Exercise directions - Retype the entries below from their beginning up to and including the line containing "negative clicks: (508, 215)", with every line reproduced exactly. Omit the pictures from your answer.

(Entries drawn from a collection)
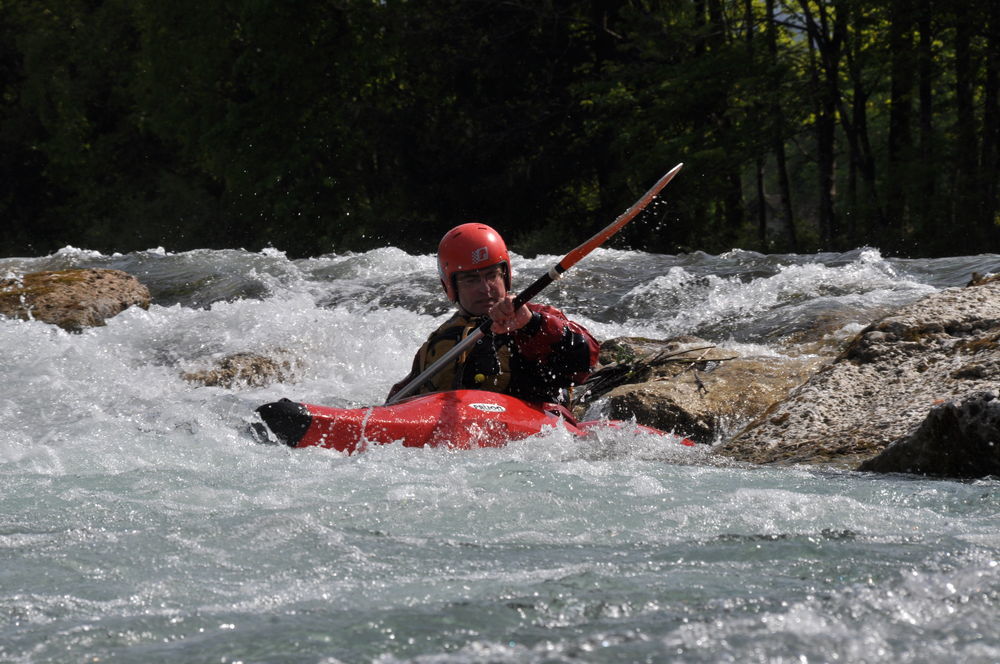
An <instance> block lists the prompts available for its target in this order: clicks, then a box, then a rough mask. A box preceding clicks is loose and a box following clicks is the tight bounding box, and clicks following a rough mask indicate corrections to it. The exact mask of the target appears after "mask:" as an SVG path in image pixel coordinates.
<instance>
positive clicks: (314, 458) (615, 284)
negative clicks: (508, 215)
mask: <svg viewBox="0 0 1000 664" xmlns="http://www.w3.org/2000/svg"><path fill="white" fill-rule="evenodd" d="M554 259H555V257H547V256H541V257H537V258H530V259H528V258H524V257H520V256H515V286H516V285H517V284H518V283H520V284H521V285H524V284H525V283H528V282H529V281H530V280H531V278H533V277H534V276H537V274H540V273H541V272H544V271H545V270H547V269H548V267H549V266H550V265H551V263H552V262H554ZM64 267H111V268H117V269H123V270H125V271H127V272H130V273H131V274H134V275H135V276H136V277H138V278H139V280H140V281H142V282H143V283H145V284H147V285H148V286H149V288H150V290H151V292H152V295H153V304H152V306H151V307H150V308H149V309H148V310H142V309H135V308H133V309H129V310H127V311H125V312H124V313H122V314H120V315H119V316H116V317H115V318H113V319H111V320H109V321H108V324H107V325H106V326H104V327H100V328H93V329H88V330H86V331H84V332H83V333H81V334H68V333H66V332H63V331H61V330H59V329H57V328H54V327H52V326H49V325H46V324H44V323H41V322H38V321H17V320H7V319H0V348H2V349H3V362H2V364H0V478H2V483H3V484H2V486H3V489H2V491H0V616H3V619H4V620H3V623H2V626H0V661H11V662H65V661H87V662H91V661H118V662H144V663H148V662H161V661H162V662H167V661H170V662H177V661H191V662H203V661H215V662H237V661H240V662H317V663H318V662H326V663H332V662H404V661H405V662H480V661H495V662H570V661H573V662H580V661H589V662H615V661H620V662H636V661H650V662H660V661H677V662H727V661H729V662H792V661H795V662H801V661H850V662H863V661H871V662H875V661H896V662H932V661H933V662H937V661H942V660H952V661H957V660H961V661H966V662H993V661H998V660H1000V629H998V628H997V626H996V616H997V605H998V602H1000V569H998V566H1000V533H998V530H997V527H996V524H997V516H998V512H1000V492H998V490H997V488H998V485H997V482H996V480H995V479H985V480H979V481H975V482H953V481H940V480H927V479H920V478H911V477H880V476H869V475H864V474H860V473H850V472H829V471H818V470H815V469H811V468H788V469H770V468H754V467H747V466H743V465H739V464H732V463H729V464H727V463H721V462H718V461H717V460H714V459H713V457H712V455H711V450H710V449H708V448H707V447H705V446H703V447H700V448H697V449H689V448H684V447H681V446H669V447H665V446H664V445H663V444H662V441H660V440H658V439H657V438H655V437H650V436H643V435H640V434H626V433H622V432H612V433H607V434H605V435H603V436H602V437H601V438H599V439H597V440H593V441H586V440H580V439H576V438H574V437H572V436H570V435H568V434H566V433H565V432H562V431H558V430H557V431H551V432H548V433H546V434H543V435H541V436H538V437H536V438H534V439H529V440H526V441H521V442H518V443H516V444H512V445H509V446H507V447H505V448H501V449H486V450H471V451H462V452H458V451H449V450H443V449H442V450H422V449H408V448H403V447H401V446H397V445H389V446H382V447H377V448H372V449H370V450H369V451H368V452H366V453H365V454H362V455H357V456H352V457H343V456H340V455H337V454H333V453H331V452H329V451H327V450H290V449H285V448H280V447H272V446H260V445H256V444H255V443H254V442H253V440H252V439H251V438H250V437H249V435H248V434H247V432H246V424H247V422H249V421H250V419H251V417H252V411H253V409H254V408H255V407H256V406H258V405H260V404H261V403H265V402H268V401H273V400H276V399H279V398H282V397H290V398H293V399H295V400H306V401H310V402H314V403H327V404H331V405H340V404H344V405H346V404H358V405H360V404H370V403H379V402H381V401H382V400H383V399H384V397H385V394H386V392H387V390H388V388H389V386H390V385H391V384H392V383H393V382H395V381H396V380H398V379H399V378H400V377H401V376H402V375H403V374H405V373H406V371H407V370H408V368H409V364H410V361H411V359H412V355H413V352H414V351H415V349H416V347H417V346H418V345H419V343H420V342H421V341H422V340H423V339H424V337H425V336H426V335H427V333H428V332H429V331H430V330H432V329H433V328H434V327H436V325H437V324H439V322H440V321H441V320H443V318H444V317H445V316H447V315H448V309H447V307H446V306H445V303H444V302H443V301H442V300H443V298H442V297H441V294H440V285H439V284H438V283H437V281H436V278H435V277H434V261H433V257H431V256H427V255H418V256H413V255H409V254H406V253H404V252H402V251H400V250H398V249H394V248H385V249H379V250H375V251H371V252H365V253H349V254H343V255H329V256H322V257H317V258H312V259H303V260H290V259H288V258H287V257H286V256H285V255H284V254H282V253H281V252H279V251H276V250H266V251H264V252H259V253H255V252H245V251H240V250H227V251H214V250H201V251H194V252H186V253H178V254H175V253H171V252H166V251H163V250H159V249H154V250H150V251H146V252H136V253H132V254H124V255H120V254H115V255H103V254H99V253H96V252H90V251H85V250H79V249H72V248H67V249H64V250H62V251H60V252H58V253H56V254H53V255H51V256H46V257H40V258H6V259H0V276H6V275H18V274H23V273H25V272H29V271H37V270H43V269H57V268H64ZM974 271H976V272H991V271H992V272H995V271H1000V257H997V256H991V255H986V256H969V257H955V258H949V259H934V260H899V259H887V258H884V257H883V256H881V255H880V254H879V252H878V251H876V250H874V249H863V250H858V251H855V252H850V253H848V254H837V255H834V254H822V255H788V256H765V255H760V254H754V253H751V252H741V251H734V252H729V253H728V254H725V255H722V256H710V255H706V254H691V255H683V256H657V255H651V254H644V253H641V252H632V251H619V250H598V251H597V252H595V254H594V255H592V256H590V257H588V258H587V259H586V260H585V261H583V262H581V263H580V264H579V265H578V267H577V268H575V269H574V272H573V273H572V274H570V275H568V276H567V278H566V279H565V280H563V281H560V282H558V283H557V284H555V285H553V286H552V287H551V289H550V290H549V291H546V293H545V295H544V297H543V300H544V301H547V302H550V303H552V304H554V305H556V306H559V307H561V308H563V309H564V310H565V311H567V313H569V314H570V315H571V317H573V318H574V319H576V320H578V321H580V322H582V323H583V324H585V325H586V326H587V327H588V328H590V329H591V331H592V332H593V333H594V334H595V335H596V336H598V337H599V338H602V339H607V338H611V337H615V336H623V335H634V336H646V337H652V338H667V337H671V336H676V335H679V334H695V335H698V336H700V337H703V338H705V339H708V340H709V341H711V342H713V343H717V344H719V345H720V346H723V347H733V348H739V349H741V350H743V351H748V350H749V351H753V352H755V353H758V354H802V353H821V354H822V353H829V352H832V350H833V349H836V348H837V347H838V344H841V343H843V341H844V340H845V339H846V338H848V337H849V335H850V334H852V333H854V332H856V331H857V330H859V329H861V328H862V327H863V326H864V325H866V324H867V323H868V322H870V321H871V320H874V319H875V318H877V317H879V316H881V315H884V314H885V313H888V312H889V311H891V310H893V309H894V308H896V307H898V306H900V305H902V304H905V303H907V302H910V301H913V300H914V299H916V298H919V297H921V296H922V295H925V294H928V293H931V292H933V291H935V290H938V289H940V288H946V287H951V286H958V285H961V284H963V283H964V282H965V281H967V280H968V278H969V276H970V275H971V273H972V272H974ZM817 321H822V324H817ZM236 352H257V353H261V354H264V355H270V356H274V355H278V356H280V357H282V358H285V359H287V360H288V361H289V363H290V366H292V367H293V371H292V373H293V377H292V379H291V380H290V381H288V382H287V383H283V384H271V385H268V386H265V387H246V386H244V387H237V388H233V389H227V388H220V387H206V386H203V385H198V384H194V383H191V382H189V381H187V380H185V379H184V378H183V374H184V373H186V372H189V371H194V370H197V369H202V368H206V367H208V366H211V364H212V363H213V362H214V361H216V360H217V359H219V358H222V357H225V356H226V355H229V354H232V353H236Z"/></svg>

Your solution -
An <instance> block lists the prompts available for its target in this order: clicks, then a box, then a rough mask. A box preceding clicks is loose and a box following clicks is the tight bounding box, and clicks following a rough mask indicate corrections to it. The exact mask of the target appears after "mask:" as an SVG path in image pixel coordinates.
<instance>
positive clicks: (314, 458) (615, 284)
negative clicks: (508, 215)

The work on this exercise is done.